= Exercise details =
Transcribe the lines from the start of the data below through the line with "Target: ferry window", word for word and nothing more.

= Records provided =
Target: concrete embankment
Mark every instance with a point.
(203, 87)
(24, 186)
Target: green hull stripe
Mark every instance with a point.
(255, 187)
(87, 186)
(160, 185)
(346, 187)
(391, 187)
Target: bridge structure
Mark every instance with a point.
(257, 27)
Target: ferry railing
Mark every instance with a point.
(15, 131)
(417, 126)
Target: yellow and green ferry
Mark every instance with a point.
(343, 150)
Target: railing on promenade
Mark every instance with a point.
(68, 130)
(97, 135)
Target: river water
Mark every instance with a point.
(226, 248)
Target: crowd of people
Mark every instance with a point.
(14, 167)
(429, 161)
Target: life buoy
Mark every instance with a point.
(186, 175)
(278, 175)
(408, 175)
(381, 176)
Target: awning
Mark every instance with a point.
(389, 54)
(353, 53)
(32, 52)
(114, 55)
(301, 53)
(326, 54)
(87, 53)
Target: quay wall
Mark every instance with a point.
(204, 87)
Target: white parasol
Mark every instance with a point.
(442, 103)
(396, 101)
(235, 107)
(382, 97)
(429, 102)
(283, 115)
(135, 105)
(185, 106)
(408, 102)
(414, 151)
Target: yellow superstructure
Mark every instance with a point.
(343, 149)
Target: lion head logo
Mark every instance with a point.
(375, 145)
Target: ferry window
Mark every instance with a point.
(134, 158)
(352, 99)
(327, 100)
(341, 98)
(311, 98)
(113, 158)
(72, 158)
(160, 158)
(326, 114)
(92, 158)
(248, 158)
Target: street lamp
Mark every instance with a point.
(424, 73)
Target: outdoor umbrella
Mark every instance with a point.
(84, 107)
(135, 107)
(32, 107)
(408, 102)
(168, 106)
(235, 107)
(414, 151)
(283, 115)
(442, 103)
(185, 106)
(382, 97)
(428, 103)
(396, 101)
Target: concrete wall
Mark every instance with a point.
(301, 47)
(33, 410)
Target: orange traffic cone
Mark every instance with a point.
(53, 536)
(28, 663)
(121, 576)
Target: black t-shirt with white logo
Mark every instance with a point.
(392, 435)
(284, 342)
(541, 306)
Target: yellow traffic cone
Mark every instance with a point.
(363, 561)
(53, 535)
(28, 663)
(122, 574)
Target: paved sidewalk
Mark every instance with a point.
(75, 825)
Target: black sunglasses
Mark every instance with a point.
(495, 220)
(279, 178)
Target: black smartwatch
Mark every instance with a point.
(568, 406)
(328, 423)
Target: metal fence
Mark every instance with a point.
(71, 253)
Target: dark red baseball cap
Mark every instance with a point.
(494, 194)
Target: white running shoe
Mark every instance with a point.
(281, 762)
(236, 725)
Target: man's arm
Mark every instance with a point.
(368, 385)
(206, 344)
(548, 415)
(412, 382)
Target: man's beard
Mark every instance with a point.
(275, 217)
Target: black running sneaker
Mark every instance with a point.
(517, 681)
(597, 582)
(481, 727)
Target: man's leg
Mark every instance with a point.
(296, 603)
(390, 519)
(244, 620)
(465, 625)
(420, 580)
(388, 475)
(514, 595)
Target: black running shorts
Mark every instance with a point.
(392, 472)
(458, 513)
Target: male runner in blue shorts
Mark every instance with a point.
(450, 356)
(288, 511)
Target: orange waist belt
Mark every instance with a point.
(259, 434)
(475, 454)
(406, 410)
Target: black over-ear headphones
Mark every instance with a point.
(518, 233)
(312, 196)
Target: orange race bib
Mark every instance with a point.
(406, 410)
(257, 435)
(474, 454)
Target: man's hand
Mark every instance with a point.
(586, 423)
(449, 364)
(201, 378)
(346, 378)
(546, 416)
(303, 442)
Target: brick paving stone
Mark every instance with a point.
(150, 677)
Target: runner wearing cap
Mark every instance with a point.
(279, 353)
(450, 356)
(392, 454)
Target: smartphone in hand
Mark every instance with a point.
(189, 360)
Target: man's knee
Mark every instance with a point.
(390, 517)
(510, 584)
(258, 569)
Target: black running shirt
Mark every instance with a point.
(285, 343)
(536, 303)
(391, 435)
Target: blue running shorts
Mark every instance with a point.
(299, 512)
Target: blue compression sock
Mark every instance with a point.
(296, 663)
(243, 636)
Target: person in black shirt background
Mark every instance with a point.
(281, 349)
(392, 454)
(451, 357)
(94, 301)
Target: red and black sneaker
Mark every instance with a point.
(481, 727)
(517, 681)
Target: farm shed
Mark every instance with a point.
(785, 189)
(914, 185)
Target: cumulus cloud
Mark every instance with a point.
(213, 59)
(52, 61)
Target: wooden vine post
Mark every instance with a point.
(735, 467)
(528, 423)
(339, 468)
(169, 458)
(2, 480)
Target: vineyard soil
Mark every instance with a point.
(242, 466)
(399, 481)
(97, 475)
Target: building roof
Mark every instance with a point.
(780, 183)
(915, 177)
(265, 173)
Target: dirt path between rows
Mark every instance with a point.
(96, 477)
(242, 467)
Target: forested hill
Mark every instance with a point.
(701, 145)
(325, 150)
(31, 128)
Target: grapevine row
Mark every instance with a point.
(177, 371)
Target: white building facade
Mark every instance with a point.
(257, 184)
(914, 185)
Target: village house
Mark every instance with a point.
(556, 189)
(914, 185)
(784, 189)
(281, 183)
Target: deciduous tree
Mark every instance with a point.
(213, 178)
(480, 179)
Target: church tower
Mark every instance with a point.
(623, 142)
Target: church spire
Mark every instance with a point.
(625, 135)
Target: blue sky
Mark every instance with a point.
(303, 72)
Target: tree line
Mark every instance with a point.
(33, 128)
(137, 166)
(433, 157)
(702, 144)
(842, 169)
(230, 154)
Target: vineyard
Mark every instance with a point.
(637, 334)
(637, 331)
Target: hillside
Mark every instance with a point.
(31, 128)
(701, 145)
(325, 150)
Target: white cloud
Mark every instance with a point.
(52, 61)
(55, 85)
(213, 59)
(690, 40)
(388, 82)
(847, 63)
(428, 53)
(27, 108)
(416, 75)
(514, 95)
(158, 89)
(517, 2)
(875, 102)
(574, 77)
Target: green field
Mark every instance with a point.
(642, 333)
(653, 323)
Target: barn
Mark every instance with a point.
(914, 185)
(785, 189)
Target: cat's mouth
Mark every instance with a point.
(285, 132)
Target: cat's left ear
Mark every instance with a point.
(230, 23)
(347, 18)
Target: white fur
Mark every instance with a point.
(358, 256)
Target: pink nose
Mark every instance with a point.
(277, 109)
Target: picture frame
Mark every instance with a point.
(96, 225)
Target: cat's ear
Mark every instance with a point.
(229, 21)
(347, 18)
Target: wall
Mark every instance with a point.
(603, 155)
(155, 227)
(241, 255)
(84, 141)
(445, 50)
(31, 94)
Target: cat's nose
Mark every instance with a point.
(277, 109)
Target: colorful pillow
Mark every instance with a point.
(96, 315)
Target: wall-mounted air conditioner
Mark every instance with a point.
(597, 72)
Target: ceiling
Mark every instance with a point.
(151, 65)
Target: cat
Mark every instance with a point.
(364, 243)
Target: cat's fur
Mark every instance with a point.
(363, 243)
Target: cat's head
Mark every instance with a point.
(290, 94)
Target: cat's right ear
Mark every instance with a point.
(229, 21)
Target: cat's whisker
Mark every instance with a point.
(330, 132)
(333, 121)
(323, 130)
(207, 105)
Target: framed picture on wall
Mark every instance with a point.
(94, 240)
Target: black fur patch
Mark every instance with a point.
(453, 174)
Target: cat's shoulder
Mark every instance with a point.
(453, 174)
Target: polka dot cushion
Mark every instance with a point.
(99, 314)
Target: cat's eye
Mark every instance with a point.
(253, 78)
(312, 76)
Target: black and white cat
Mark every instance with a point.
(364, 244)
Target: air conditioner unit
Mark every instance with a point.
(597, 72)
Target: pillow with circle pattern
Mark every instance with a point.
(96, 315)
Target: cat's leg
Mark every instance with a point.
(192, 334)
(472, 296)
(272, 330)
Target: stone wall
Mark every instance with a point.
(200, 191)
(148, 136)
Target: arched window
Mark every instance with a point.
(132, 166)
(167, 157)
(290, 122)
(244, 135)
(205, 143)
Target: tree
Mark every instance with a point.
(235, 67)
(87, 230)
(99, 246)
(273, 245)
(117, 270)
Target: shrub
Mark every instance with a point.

= Solution below =
Target: concrete embankment
Mark every instance with a point.
(203, 87)
(24, 186)
Target: green hull stripe
Mark every instance with a point.
(255, 187)
(87, 186)
(160, 185)
(346, 187)
(391, 187)
Target: bridge structure
Mark every instance with a point.
(257, 27)
Target: ferry railing
Mark every instance with a point.
(15, 131)
(417, 126)
Target: yellow and green ferry
Mark every instance with a point.
(343, 150)
Target: railing on promenade
Mark every instance with a point.
(68, 130)
(97, 135)
Target: river water
Mark every instance with a point.
(226, 248)
Target: crowd of people
Mark every instance with a point.
(14, 167)
(429, 161)
Target: life buoy
Mark every instance with a point.
(186, 175)
(278, 175)
(408, 175)
(381, 176)
Target: awning
Mark every instance with a point.
(389, 54)
(353, 53)
(32, 52)
(114, 55)
(301, 53)
(326, 54)
(87, 53)
Target: quay wall
Mark every instance with a point.
(204, 87)
Target: white parasol
Mark every instance with a point.
(442, 103)
(396, 101)
(235, 107)
(382, 97)
(429, 102)
(283, 115)
(135, 105)
(185, 106)
(408, 102)
(414, 151)
Target: yellow superstructure
Mark every instance with a point.
(343, 149)
Target: lion head logo
Mark every instance with a point.
(375, 145)
Target: ferry window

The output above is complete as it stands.